§ Document
● ● ● ●

Heiner Holtappels

Anatomie Eenes Menschen Lichaams: Les 3: An-aisthêsis

'Anatomie Eenes Menschen Lichaams' is de titel van een reeks installaties, die als 'lessen' gepresenteerd worden.
Les 1: Aistêsis (Maldoror - Galerie, januari 1996) had de waarneming en de esthetiek als onderwerp.
Les 2: Eidos (HCAK, oktober 1996) ging over het nabeeld, over de visuele herinnering.
Les 3: An-aisthêsis (Toussaintkade 55, december 1996) bestond uit een installatie en een essay. Dit essay was een op zichzelf staande verhandeling, die het thema van de installatie vanuit een kunstheoretisch standpunt benaderde. Voor deze vorm was gekozen omdat Heiner Holtappels in twee jaar voorafgaand aan de presentatie steeds meer over kunst was gaan schrijven en 'an-aisthêsis' een terugkerend thema binnen zijn werk was.

"Sinds de Renaissance behoren anatomische studies en het tekenen naar de waarneming tot het lespakket van de beeldend kunstenaar. Maar men realiseerde zich, dat wat men waarnam tegenstrijdig was met de voorstelling. De waarneming bijvoorbeeld van de beweging van de planeten stemde niet meer overeen met de opvatting, dat de aarde het middelpunt van de wereld was. Hiermee werd het dualisme tussen waarneming en verklaring, tussen werkelijkheid en interpretatie geboren.

● ● ● ●

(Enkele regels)
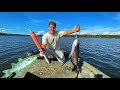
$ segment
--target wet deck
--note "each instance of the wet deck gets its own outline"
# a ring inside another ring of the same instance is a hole
[[[39,78],[76,78],[77,75],[77,78],[110,78],[86,62],[82,62],[80,65],[81,73],[77,74],[72,71],[73,65],[70,61],[63,65],[58,61],[47,64],[45,60],[37,59],[30,65],[30,68],[22,69],[20,74],[15,75],[14,78],[25,78],[27,72]]]

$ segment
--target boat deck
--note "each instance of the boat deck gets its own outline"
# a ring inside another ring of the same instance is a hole
[[[30,65],[30,68],[22,69],[20,74],[13,78],[33,76],[37,78],[110,78],[87,62],[80,61],[79,67],[81,72],[76,73],[72,71],[73,65],[70,61],[63,65],[59,61],[51,61],[50,64],[47,64],[45,60],[37,59]],[[5,78],[5,76],[2,78]]]

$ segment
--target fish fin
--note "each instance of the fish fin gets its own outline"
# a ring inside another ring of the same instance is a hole
[[[16,74],[20,74],[20,70],[16,71],[15,73],[16,73]]]
[[[30,65],[26,66],[26,68],[27,68],[27,69],[30,68]]]
[[[16,65],[15,63],[11,63],[12,68],[14,68],[14,67],[15,67],[15,65]]]
[[[10,72],[10,69],[2,71],[5,73],[5,77],[8,78],[12,73]]]
[[[18,61],[21,62],[23,59],[22,58],[19,58]]]

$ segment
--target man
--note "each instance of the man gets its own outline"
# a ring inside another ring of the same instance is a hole
[[[75,26],[72,30],[56,31],[56,23],[50,21],[48,24],[49,31],[42,37],[42,48],[44,52],[41,51],[40,56],[43,56],[44,53],[46,56],[53,55],[59,62],[64,63],[65,58],[64,54],[62,54],[63,52],[60,52],[59,39],[64,35],[75,33],[79,31],[79,29],[79,26]]]

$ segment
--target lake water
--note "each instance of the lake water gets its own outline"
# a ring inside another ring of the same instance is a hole
[[[42,40],[41,36],[38,39]],[[75,38],[63,37],[60,40],[62,50],[68,53]],[[79,38],[81,60],[95,66],[112,78],[120,78],[120,39]],[[30,36],[0,36],[0,70],[6,63],[12,63],[26,52],[37,50]]]

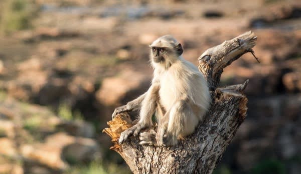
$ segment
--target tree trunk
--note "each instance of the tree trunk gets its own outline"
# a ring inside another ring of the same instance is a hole
[[[168,148],[140,145],[138,137],[132,136],[119,144],[120,134],[133,125],[128,114],[122,113],[104,130],[114,144],[111,149],[121,156],[134,174],[212,173],[246,116],[248,100],[242,92],[248,80],[216,88],[224,68],[245,53],[254,56],[256,38],[252,32],[247,32],[209,48],[199,58],[199,68],[207,80],[212,102],[204,121],[193,134]]]

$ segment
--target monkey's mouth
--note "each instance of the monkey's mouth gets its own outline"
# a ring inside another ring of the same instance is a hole
[[[156,63],[159,63],[160,62],[163,62],[163,61],[164,61],[164,58],[162,57],[154,58],[154,62],[155,62]]]

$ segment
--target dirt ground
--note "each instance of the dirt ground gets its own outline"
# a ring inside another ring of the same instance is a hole
[[[172,34],[197,65],[206,50],[250,30],[261,63],[248,54],[223,74],[221,86],[249,79],[248,116],[215,173],[301,170],[299,0],[14,0],[0,8],[0,146],[12,152],[0,150],[0,173],[128,171],[101,130],[114,108],[149,86],[148,45]]]

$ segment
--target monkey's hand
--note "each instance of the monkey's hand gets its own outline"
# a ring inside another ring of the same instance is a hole
[[[120,113],[131,111],[132,108],[129,107],[127,104],[123,106],[117,108],[114,110],[114,112],[112,114],[112,119],[114,118],[116,116]]]
[[[156,140],[159,146],[166,146],[164,143],[164,134],[166,132],[166,129],[164,126],[159,126],[156,134]]]
[[[119,137],[118,140],[119,144],[121,144],[123,142],[126,140],[127,137],[132,134],[134,136],[137,136],[139,132],[140,132],[140,131],[146,127],[146,126],[145,124],[138,122],[132,127],[129,128],[123,131],[121,134],[120,134],[120,136]]]

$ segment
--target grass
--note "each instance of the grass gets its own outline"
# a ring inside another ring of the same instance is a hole
[[[0,4],[1,34],[32,27],[31,20],[37,11],[29,0],[5,0]]]
[[[71,168],[65,174],[129,174],[128,168],[113,164],[104,164],[94,161],[88,165],[78,166]]]
[[[67,121],[83,120],[83,117],[79,111],[76,110],[72,113],[71,108],[65,103],[62,103],[59,106],[58,114],[60,118]]]
[[[218,168],[214,170],[213,174],[231,174],[231,169],[226,165],[221,165]]]
[[[251,170],[252,174],[284,174],[285,173],[284,165],[276,160],[268,160],[256,165]]]

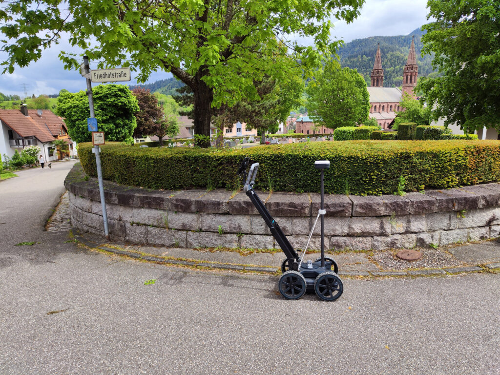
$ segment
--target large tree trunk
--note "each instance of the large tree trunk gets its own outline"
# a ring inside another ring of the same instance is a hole
[[[212,117],[212,102],[214,90],[201,80],[196,74],[194,94],[194,106],[193,112],[194,117],[194,134],[204,136],[204,139],[195,137],[195,146],[210,147],[210,121]]]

● ● ● ●

§ Te maken opdrachten
a) Geef voor elke bewering aan of die overeenkomt met de tekst over Heiner Holtappels, met ja of nee en de doorslaggevende woorden letterlijk geciteerd. (i) Les 2 vond plaats in het HCAK in oktober 1996. (ii) Het essay bij Les 3 kon niet los van de installatie gelezen worden. (iii) Les 1 had de visuele herinnering als onderwerp.
b) Neem uit de tekst over Heiner Holtappels woordelijk het gedeelte over dat begint bij de woorden met "Les 1: Aistêsis" en eindigt na "de visuele herinnering.".
De regels hebben geen verband met de tekst over Heiner Holtappels.

§ Antwoorden per opdracht
a)
(i) Ja: "Les 2: Eidos (HCAK, oktober 1996)"
(ii) Nee: "Dit essay was een op zichzelf staande verhandeling"
(iii) Nee: "had de waarneming en de esthetiek als onderwerp"

b)
Les 1: Aistêsis (Maldoror - Galerie, januari 1996) had de waarneming en de esthetiek als onderwerp.
Les 2: Eidos (HCAK, oktober 1996) ging over het nabeeld, over de visuele herinnering.